• HOW TO COMPLETE THIS TASK: Exactly as they stand, give the records below again, with no images.

• MATERIAL PROVIDED:
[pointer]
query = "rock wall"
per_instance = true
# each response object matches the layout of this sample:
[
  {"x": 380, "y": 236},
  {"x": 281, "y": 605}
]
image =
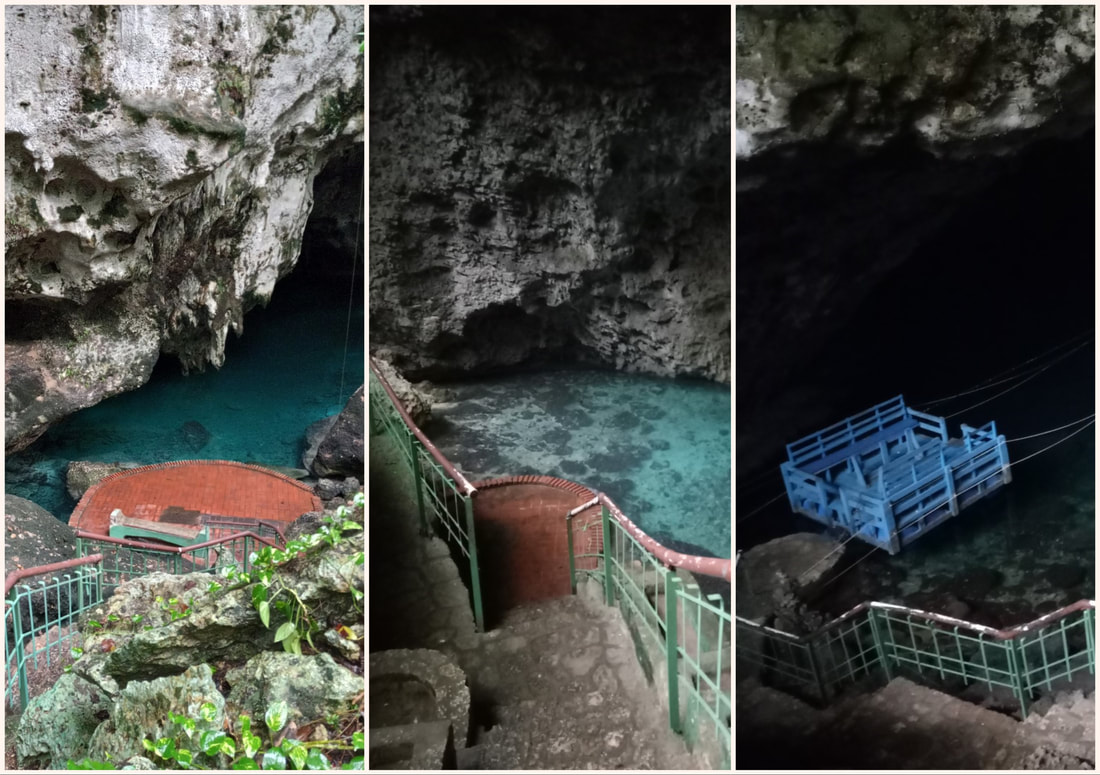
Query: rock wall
[
  {"x": 860, "y": 132},
  {"x": 160, "y": 167},
  {"x": 550, "y": 183}
]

• SOLUTION TO THIS TASK:
[pointer]
query = "rock wall"
per_instance = true
# each response object matches the layout of this sample:
[
  {"x": 380, "y": 236},
  {"x": 281, "y": 605}
]
image =
Query: rock wall
[
  {"x": 860, "y": 132},
  {"x": 160, "y": 167},
  {"x": 550, "y": 183}
]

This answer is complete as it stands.